=== TEXTO EXTRAÍDO ===
Contra la glosa rutinaria

Jordi Gracia

Hubo unos años en que los hilos de las letras españolas pasaron casi indefectiblemente por unos pocos nombres, y entre ellos, Rafael Conte: entre finales de los años sesenta y principios los años ochenta, a Conte lo leía con disciplina el medio literario y con atención los propios autores. No era porque sí: formaba parte de una nómina de críticos jóvenes y leídos, ansiosos pero cultos, que a veces eran también profesores y entre todos dieron una sacudida considerable de oxigenación al espacio literario español: desde Joaquín Marco a Andrés Amorós, desde José-Carlos Mainer hasta Juan Antonio Masoliver Ródenas.
===
▶ [TRABAJO REQUERIDO]
1. Indica si cada afirmación concuerda con el texto sobre Rafael Conte y responde sí o no, citando las palabras del texto que lo deciden: (a) los propios autores leían a Conte con atención; (b) todos los críticos de esa nómina eran profesores; (c) Joaquín Marco figura entre esos críticos.
2. Según el texto sobre Rafael Conte, ¿por qué se leía a Conte en aquellos años? Responde en una a tres oraciones.
3. En el texto sobre Rafael Conte, ¿qué crítico cierra la lista de nombres de la nómina?
Las filas no tienen relación con el texto sobre Rafael Conte.
=== FILAS EXTRAÍDAS ===
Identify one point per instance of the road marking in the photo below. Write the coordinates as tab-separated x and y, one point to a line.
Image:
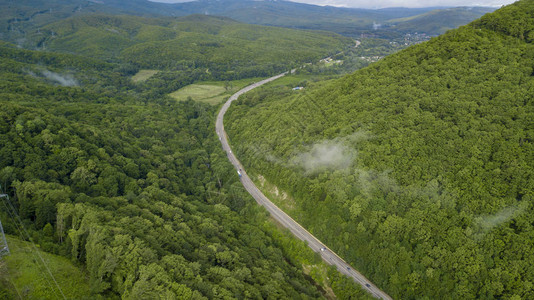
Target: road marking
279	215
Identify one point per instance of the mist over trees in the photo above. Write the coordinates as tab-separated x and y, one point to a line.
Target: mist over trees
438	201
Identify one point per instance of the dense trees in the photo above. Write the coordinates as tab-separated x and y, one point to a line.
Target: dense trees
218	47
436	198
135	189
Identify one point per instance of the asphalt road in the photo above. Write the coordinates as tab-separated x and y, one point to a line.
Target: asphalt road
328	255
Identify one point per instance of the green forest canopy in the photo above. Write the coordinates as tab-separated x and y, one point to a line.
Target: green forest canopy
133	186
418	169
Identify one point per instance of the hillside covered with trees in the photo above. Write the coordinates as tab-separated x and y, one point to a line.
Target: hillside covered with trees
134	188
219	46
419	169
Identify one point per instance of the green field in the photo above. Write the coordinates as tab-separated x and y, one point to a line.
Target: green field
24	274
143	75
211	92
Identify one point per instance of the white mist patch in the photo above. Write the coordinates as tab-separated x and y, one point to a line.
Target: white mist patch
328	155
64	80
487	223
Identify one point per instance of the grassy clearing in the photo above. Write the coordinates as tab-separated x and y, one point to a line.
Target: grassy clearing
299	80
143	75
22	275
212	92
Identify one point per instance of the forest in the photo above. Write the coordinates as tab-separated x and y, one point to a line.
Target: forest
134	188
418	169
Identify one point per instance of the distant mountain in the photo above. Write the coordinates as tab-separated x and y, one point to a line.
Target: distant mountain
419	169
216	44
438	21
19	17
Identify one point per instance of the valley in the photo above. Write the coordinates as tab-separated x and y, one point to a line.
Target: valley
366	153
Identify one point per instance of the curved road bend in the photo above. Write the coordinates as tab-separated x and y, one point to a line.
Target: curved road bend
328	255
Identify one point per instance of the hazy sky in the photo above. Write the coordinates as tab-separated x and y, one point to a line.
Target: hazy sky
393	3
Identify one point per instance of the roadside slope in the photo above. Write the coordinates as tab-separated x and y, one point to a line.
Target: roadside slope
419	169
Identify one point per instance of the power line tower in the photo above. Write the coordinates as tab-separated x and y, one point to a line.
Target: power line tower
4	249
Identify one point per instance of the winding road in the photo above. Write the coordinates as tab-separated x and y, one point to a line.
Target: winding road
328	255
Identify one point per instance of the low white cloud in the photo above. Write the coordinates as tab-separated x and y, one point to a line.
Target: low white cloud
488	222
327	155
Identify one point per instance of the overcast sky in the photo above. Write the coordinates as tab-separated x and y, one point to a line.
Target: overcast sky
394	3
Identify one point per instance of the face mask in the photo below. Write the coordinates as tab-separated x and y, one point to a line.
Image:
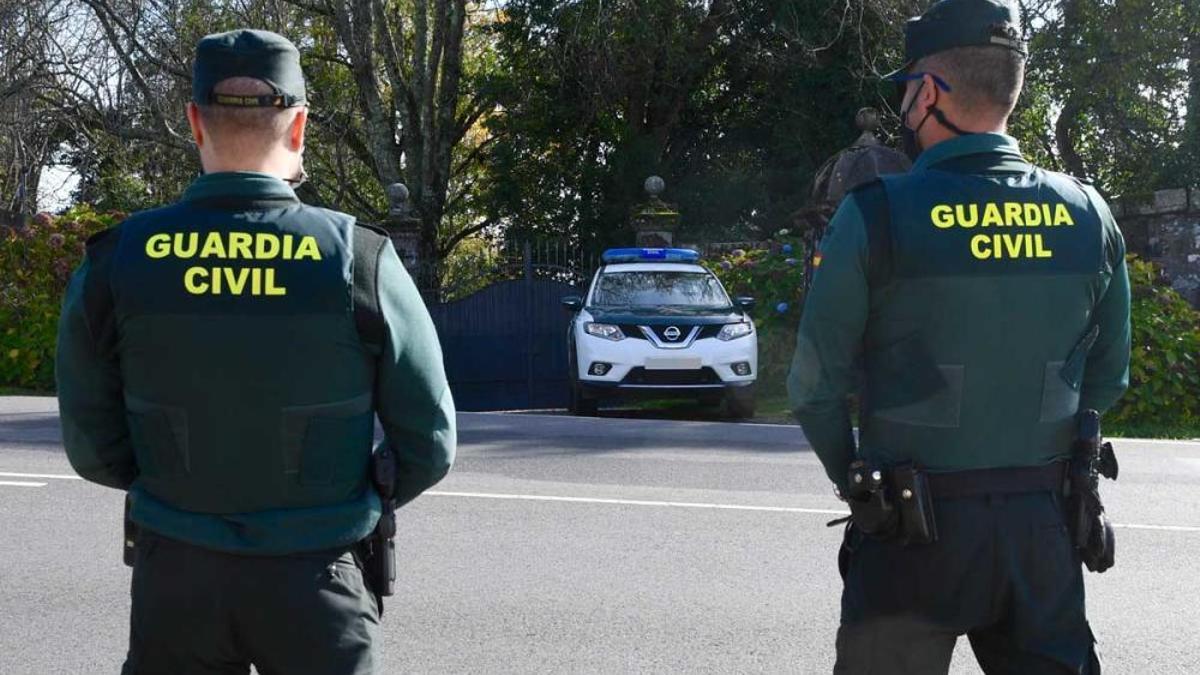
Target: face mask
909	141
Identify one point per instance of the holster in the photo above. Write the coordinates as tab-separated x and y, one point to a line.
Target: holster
===
=== FILAS EXTRAÍDAS ===
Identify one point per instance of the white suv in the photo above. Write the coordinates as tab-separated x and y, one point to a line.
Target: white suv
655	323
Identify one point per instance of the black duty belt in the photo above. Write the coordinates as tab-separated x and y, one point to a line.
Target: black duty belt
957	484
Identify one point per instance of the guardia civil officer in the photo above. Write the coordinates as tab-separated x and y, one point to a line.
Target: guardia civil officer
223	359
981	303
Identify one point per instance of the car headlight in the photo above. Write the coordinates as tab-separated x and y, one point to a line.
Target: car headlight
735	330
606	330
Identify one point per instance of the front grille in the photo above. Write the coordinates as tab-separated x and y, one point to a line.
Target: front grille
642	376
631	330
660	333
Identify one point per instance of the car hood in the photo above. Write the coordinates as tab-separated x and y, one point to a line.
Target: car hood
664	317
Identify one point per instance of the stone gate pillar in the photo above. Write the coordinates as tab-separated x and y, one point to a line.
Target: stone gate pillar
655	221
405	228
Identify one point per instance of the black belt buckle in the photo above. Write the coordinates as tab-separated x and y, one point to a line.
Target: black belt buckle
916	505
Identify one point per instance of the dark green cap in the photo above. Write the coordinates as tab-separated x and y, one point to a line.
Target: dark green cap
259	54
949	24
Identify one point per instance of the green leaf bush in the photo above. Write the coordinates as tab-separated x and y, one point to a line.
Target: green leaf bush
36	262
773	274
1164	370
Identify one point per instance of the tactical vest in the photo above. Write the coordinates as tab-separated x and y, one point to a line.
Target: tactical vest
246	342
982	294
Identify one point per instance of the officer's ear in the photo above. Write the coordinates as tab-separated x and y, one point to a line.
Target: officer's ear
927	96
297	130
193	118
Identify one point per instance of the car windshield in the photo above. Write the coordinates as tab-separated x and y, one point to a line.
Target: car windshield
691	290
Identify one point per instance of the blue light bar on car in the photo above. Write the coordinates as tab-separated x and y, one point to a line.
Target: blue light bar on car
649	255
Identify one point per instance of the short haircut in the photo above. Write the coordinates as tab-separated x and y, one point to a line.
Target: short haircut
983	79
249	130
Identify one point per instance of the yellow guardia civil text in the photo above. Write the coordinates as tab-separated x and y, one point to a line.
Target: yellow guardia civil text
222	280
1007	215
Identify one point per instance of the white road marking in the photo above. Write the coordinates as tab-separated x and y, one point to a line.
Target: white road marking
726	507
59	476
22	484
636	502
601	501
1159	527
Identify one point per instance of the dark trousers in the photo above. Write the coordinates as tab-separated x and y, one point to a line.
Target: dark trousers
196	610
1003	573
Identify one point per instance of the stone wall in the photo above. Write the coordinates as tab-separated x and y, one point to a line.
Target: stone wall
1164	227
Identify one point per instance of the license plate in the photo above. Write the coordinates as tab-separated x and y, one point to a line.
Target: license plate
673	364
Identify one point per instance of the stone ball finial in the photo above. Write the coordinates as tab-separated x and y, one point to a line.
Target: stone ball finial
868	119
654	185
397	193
===
▶ [RESULTADOS POR TAREA]
1.
(a) Sí: "a Conte lo leía con disciplina el medio literario y con atención los propios autores".
(b) No: "que a veces eran también profesores".
(c) Sí: "desde Joaquín Marco a Andrés Amorós".

2. Conte formaba parte de una nómina de críticos jóvenes y leídos, ansiosos pero cultos, que a veces eran también profesores. Entre todos dieron una sacudida considerable de oxigenación al espacio literario español.

3. Juan Antonio Masoliver Ródenas.